*Text shown*:

Content starts

Frequency counter is a tool that calculates total frequency of the given DNA sequence in the human genome (Figure 3). The user provides nucleotide sequence query in text field and upon submission gets the result in the same browser window. The results are presented in a tabular form where total occurrences of the initial input sequence are provided for both strands of each human chromosome. As per the requirement, the user can select the chromosomal strand to find position of sequence of choice. For higher sensitivity, specificity and accuracy, Frequency Counter programme works on exhaustive search algorithm with buffer variables to find exactly similar matches and does not allow any mismatch at any position. While the programme has been primarily developed to help design DNA binding drugs with little or no off-target binding, this can also be used for genomic analysis of any small sequence even a single nucleotide.

Position finder

Many a times, the user may have a sequence but may not know the locus in the genome for that sequence. To design a locus specific drug one must to know the position of the drug binding site in the human genome. For fetching position of the input sequence we developed Position Finder. To use this programme, user can manually feed the sequence and select chromosome. Upon submission, user gets the starting position of the sequence on the selected chromosome. If the user starts from Frequency counter programme then he/she only needs to click the frequency result on the selected chromosomal strand and the sequence query gets autofilled in the query box of the Position Finder programme. The output is presented in a table and the user needs to select the position of interest. Selecting a specific position from this list gets autofilled in the query box of the Nucleotide Sequence Extender (NSE) programme. Thus, output of Position Finder becomes query for NSE.

Nucleotide sequence extender

Nucleotide sequence extender (NSE) is the core component of the USP tool. Here, along with the sequence the user needs to define the co-ordinates of the given motif by providing information about chromosome number and strand, starting position of the motif along with its length. Knowledge of the exact position of the first nucleotide of the sequence motif is a must to fetch the right result. This information can be manually fed or selecting the position from the Position Finder output autofills all the information in the NSE query box.

Content ends

*Data supplied*:
Content starts

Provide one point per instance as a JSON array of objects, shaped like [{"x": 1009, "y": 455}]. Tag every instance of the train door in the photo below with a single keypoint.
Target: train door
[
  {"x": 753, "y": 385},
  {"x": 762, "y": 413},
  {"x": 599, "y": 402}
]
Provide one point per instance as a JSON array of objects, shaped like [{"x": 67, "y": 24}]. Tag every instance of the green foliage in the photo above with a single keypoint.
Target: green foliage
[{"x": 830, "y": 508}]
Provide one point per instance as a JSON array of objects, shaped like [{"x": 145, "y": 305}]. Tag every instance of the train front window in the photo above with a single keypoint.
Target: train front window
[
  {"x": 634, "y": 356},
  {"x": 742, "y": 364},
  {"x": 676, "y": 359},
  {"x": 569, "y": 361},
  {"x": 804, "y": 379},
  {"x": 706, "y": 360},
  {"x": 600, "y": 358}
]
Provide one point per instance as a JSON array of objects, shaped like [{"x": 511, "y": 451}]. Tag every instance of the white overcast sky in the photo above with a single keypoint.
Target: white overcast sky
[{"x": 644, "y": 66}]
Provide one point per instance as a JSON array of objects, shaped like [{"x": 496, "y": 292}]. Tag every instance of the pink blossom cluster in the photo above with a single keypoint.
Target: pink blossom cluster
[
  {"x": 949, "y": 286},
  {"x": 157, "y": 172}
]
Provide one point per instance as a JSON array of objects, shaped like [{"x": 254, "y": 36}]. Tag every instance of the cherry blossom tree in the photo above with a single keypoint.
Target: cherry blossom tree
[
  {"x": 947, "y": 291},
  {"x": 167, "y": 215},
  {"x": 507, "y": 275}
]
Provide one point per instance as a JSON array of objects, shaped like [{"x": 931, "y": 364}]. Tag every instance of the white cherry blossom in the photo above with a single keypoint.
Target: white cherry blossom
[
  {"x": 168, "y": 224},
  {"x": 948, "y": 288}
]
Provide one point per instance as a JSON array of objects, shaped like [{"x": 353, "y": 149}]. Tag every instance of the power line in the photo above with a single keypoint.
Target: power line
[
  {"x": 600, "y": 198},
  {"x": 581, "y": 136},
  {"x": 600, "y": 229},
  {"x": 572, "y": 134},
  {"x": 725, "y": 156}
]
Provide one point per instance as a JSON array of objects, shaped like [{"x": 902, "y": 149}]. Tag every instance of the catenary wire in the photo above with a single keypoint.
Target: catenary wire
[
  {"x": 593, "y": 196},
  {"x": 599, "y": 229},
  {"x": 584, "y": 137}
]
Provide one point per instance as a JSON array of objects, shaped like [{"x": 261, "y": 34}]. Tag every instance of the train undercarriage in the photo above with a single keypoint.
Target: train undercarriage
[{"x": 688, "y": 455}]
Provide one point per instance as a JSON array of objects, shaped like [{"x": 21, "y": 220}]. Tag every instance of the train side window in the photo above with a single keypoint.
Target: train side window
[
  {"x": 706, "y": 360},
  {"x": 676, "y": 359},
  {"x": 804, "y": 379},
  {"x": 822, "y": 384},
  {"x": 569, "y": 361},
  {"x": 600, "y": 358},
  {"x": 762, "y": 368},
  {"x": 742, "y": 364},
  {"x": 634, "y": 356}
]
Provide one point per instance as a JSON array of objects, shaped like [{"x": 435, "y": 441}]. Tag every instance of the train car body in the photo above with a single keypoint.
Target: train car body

Content ends

*Problem details*: Copy the genome tools text from "Nucleotide sequence extender (NSE) is" up to and including "NSE query box.", swapping "motif" for "pattern" throughout. The records were drawn from a different source than the text.

*Finished exercise*:
Nucleotide sequence extender (NSE) is the core component of the USP tool. Here, along with the sequence the user needs to define the co-ordinates of the given pattern by providing information about chromosome number and strand, starting position of the pattern along with its length. Knowledge of the exact position of the first nucleotide of the sequence pattern is a must to fetch the right result. This information can be manually fed or selecting the position from the Position Finder output autofills all the information in the NSE query box.